### What you should do
Rewrite everything in the listing from its start down to and including the line containing "[(587, 276)]", requests and all, but shift every coordinate in the answers up by 9 and leave out the pictures.

● ● ● ● ●

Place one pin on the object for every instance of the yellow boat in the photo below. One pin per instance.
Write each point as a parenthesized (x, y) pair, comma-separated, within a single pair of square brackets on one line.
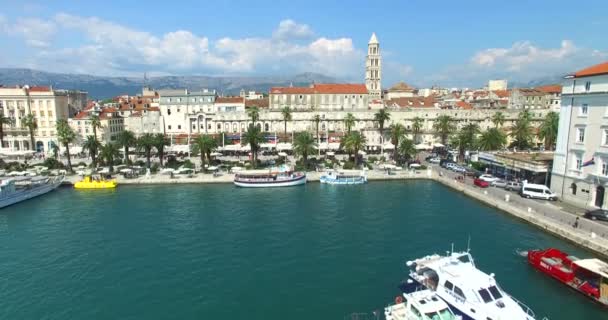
[(89, 183)]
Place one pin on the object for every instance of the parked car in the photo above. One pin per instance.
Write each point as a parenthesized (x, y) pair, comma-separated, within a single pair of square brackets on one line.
[(538, 191), (598, 214), (487, 178), (513, 186), (499, 183), (481, 183)]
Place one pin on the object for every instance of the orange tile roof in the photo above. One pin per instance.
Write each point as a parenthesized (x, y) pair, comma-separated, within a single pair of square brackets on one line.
[(595, 70)]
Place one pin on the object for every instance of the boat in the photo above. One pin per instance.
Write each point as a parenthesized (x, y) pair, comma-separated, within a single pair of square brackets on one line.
[(344, 177), (587, 276), (468, 291), (16, 189), (269, 178), (89, 182), (419, 305)]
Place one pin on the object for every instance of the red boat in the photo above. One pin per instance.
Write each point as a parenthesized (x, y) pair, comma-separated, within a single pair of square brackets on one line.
[(587, 276)]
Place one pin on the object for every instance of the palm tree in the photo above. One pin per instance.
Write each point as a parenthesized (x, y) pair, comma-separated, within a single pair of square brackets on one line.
[(417, 123), (286, 113), (381, 117), (548, 130), (353, 142), (303, 145), (160, 141), (349, 121), (126, 139), (146, 143), (4, 121), (254, 138), (92, 146), (443, 127), (204, 145), (397, 131), (30, 123), (65, 135), (109, 152), (498, 119), (95, 123), (492, 139)]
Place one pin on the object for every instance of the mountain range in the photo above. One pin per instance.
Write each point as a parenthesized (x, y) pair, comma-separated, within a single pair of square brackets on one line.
[(100, 87)]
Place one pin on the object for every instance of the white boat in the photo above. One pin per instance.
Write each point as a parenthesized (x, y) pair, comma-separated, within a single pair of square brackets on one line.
[(344, 177), (419, 305), (468, 291), (269, 178), (17, 189)]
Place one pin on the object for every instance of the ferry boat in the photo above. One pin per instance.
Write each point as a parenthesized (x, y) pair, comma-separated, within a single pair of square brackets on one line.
[(17, 189), (344, 177), (468, 291), (587, 276), (269, 178), (419, 305)]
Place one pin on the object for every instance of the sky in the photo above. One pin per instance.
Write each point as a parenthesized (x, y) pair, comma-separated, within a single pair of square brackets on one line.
[(424, 43)]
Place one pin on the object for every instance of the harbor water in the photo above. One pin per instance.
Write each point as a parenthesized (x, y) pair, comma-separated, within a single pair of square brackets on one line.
[(221, 252)]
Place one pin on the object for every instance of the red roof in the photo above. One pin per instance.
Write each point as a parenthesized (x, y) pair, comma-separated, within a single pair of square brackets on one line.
[(595, 70)]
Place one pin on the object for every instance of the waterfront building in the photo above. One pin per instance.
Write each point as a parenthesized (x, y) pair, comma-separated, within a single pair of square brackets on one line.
[(44, 103), (373, 69), (580, 166)]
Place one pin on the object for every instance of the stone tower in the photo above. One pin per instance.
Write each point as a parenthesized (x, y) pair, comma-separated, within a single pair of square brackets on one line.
[(373, 69)]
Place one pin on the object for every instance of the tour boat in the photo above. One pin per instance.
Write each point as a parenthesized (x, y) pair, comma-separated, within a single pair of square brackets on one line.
[(17, 189), (468, 291), (419, 305), (344, 177), (269, 178), (587, 276)]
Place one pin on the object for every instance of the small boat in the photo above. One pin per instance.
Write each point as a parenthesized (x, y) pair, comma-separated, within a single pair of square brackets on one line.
[(344, 177), (419, 305), (269, 178), (587, 276), (89, 182), (17, 189), (468, 291)]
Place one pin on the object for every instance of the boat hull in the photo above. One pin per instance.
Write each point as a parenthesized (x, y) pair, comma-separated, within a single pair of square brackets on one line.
[(301, 180), (32, 193)]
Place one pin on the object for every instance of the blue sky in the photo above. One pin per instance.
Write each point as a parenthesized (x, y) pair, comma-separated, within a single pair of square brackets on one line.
[(449, 43)]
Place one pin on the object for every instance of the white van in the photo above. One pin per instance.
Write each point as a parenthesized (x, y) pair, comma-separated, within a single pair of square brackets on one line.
[(538, 191)]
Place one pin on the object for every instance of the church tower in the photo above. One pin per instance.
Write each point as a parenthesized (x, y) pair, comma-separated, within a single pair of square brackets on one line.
[(373, 69)]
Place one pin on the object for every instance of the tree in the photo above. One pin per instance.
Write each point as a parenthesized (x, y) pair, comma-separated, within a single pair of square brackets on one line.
[(65, 135), (109, 152), (353, 142), (349, 121), (126, 139), (160, 141), (95, 123), (444, 126), (417, 123), (397, 131), (492, 139), (92, 146), (146, 143), (29, 122), (548, 130), (204, 145), (254, 138), (498, 119), (4, 121), (286, 113), (382, 116), (304, 144)]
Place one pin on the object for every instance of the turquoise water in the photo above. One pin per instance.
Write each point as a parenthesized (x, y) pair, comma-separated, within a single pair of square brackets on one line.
[(219, 252)]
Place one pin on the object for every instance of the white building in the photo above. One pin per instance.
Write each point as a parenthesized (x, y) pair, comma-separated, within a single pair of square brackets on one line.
[(373, 69), (580, 166)]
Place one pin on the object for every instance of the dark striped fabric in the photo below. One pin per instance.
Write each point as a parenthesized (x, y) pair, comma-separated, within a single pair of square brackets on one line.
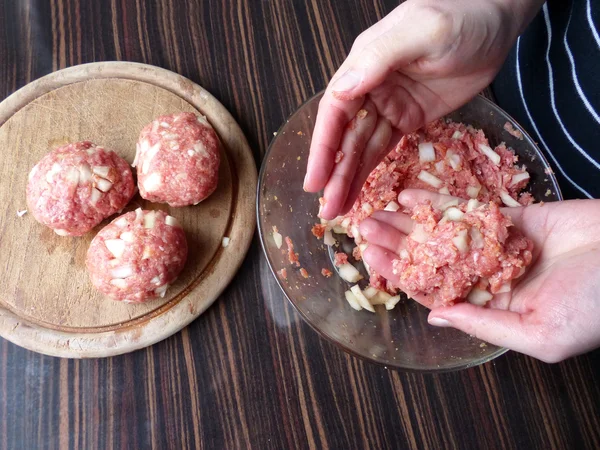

● ● ● ● ●

### Task response
Place one pin on the object for every instance of the yellow boat in the photo below. One pin per instance.
Write each point as a parenthesized (x, y) pair, comma-separated, within a single pair of square brackets on one line.
[(98, 192)]
Place one pin on the object for every instance of the parked car in the photo above. One pin per instance.
Write each point as a parenthesized (x, y) pair, comma-separated, within a single pair of square brackets on one line.
[(547, 200), (607, 223), (496, 187), (522, 195), (508, 192), (490, 192)]
Place one pin on the object for every instance of the orange tile roof in the photo above. One pin per instance.
Write each point as a parenthesized (x, y) pair, comma-separated, within a single pair of square brackets on one line.
[(604, 79)]
Place one pin on the object for every instance of the boat in the photo above. One pin per instance.
Write each point as a parenthesized (x, y) pair, comma-separated, within a single pair of square brackets on one line.
[(353, 186), (596, 285), (477, 300), (25, 198), (278, 187), (98, 191), (428, 314)]
Place one pin on the object for every instance of the red boat in the photo above. One pin per instance.
Write each point as a parenthesized (x, y) pair, comma-separated, within a single pair of square brackets on one line.
[(596, 285)]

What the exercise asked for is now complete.